* [Consigne a]:
Relevez et recopiez chaque ligne des enregistrements qui contient la chaîne « white », en respectant la casse.

Hier soir, j’ai longuement hésité entre rejoindre des amis à un apéro sur les quais du Rhône ou bien rester chez moi, tranquille, avec un livre.
En cacochyme [1] précoce que je suis, j’ai finalement choisi la tranquillité et opté pour la seconde solution...

Pourtant, pendant ma lecture, je me suis posé ces quelques questions :

  • Que se serait-il passé si j’étais sorti ?
  • Aurais-je rencontré des personnes intéressantes ?
  • Aurais-je fais de belles rencontres ?
  • Et peut-être même aurais-je eu un(e) nouvel(le) ami(e) qui serait devenu(e), à l’heure qu’il est, indispensable à ma vie ?

Comment pourrais-je le savoir ?
C’est absolument impossible !
Malheureusement...

Cela nous arrive tout le temps, ou presque, à longueur de temps, de devoir choisir...
Cela me rend parfois si fébrile de penser à toutes les possibilités de la vie que l’on pourrait mener. N’êtes-vous pas, vous-même, obsédé par cette question du choix ? Hmmm ?

Il m’arrive de penser que la vie est une folie totalitaire : nous sommes soumis en permanence à la dictature du choix unique. Alors que les possibilités sont si nombreuses, pour ne pas dire infinies.

Il nous arrive, ou nous est arrivé, d’hésiter entre deux vies amoureuses ; et l’on ne saura jamais ce qui aurait pu exister avec l’autre personne : cette autre vie devient comme un roman que personne n’a écrit, ou n’écrirait.

Cette obsession est aussi valable avec des choix beaucoup plus simples.
Ainsi au restaurant, hésiter entre une pizza et des pâtes, et opter finalement pour l’un ou l’autre, ne donne pas la même tonalité au repas.
C’est infime, et pourtant la conséquence est réelle : nous ne vivons pas la même chose. Ainsi, quand ce jour-là je mange des pâtes, je ne saurai jamais ce que cela est de manger une pizza ce même jour.

Bon, j’aurais peut-être dû choisir un meilleur exemple. Et pourtant, je trouve que cet instant où nous sommes suspendus devant un menu de restaurant est tellement représentatif de la vie...
On est là, assis, on pourrait tout plaquer pour une mousse au chocolat, mais on demeure encore dans l’île flottante !

Par conséquent, je comprends mieux le fantasme de l’ubiquité. Il y a ce si beau texte de Marcel Aymé, “Les Sabines”, où une jeune femme a autant de vies qu’elle le désire.
On pourrait être marié et célibataire, salarié et indépendant, aller à la mer et à la montagne... et manger des pâtes et des pizzas.
Mais serait-on heureux sans la permanence du choix dans notre vie ?
Ne deviendrait-on pas fou si la vie était une autoroute à quatre voies et non une sentinelle obligatoire ?
Je crois qu’il y a beaucoup de beauté en la nécessité de choisir en permanence la route que l’on mène, à errer parfois, à se tromper forcément, à vivre les brouillons et les ratages, à accumuler ce que l’on appelle justement l’expérience.

* [Consigne b]:
Restituez à l'identique le passage du texte sur le choix qui va de « Je crois qu’il » jusqu'à « appelle justement l’expérience. » inclus.

* [Les données]:
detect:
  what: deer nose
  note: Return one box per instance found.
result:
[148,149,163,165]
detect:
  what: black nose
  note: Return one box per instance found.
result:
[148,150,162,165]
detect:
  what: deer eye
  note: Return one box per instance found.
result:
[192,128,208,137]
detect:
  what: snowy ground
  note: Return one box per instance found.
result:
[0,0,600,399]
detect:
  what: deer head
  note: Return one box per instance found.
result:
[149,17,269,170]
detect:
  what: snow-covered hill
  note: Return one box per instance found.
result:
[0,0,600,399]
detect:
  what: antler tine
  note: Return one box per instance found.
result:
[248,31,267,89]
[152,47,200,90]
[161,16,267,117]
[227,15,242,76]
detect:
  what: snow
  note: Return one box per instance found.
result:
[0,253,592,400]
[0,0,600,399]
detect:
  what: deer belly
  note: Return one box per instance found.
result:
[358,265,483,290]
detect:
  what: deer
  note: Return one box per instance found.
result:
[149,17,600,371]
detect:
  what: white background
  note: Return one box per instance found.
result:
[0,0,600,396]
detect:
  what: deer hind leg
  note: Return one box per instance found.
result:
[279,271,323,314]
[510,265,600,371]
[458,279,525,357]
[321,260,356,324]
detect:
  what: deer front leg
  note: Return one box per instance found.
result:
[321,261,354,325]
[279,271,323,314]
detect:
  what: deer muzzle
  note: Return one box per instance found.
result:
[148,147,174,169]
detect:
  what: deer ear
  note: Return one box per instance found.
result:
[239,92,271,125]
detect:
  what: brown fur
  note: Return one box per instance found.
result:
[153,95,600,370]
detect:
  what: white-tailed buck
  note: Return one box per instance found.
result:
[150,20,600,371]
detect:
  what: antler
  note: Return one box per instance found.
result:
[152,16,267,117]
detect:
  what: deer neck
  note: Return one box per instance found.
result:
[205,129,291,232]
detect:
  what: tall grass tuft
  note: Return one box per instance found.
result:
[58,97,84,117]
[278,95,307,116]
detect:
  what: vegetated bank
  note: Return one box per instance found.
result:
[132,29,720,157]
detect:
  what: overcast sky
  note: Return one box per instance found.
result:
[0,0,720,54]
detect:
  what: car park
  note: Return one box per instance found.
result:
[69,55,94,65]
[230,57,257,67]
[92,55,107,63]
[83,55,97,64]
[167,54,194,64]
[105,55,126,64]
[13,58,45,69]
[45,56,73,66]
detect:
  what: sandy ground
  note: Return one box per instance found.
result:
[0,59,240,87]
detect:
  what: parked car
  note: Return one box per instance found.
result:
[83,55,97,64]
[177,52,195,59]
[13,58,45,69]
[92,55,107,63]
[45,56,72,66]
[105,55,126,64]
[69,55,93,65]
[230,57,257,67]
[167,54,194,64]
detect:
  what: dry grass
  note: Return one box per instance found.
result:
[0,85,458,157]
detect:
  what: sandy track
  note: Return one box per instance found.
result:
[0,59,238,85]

* [Réponse finale a]:
  what: white background
  what: white-tailed buck

* [Réponse finale b]:
Je crois qu’il y a beaucoup de beauté en la nécessité de choisir en permanence la route que l’on mène, à errer parfois, à se tromper forcément, à vivre les brouillons et les ratages, à accumuler ce que l’on appelle justement l’expérience.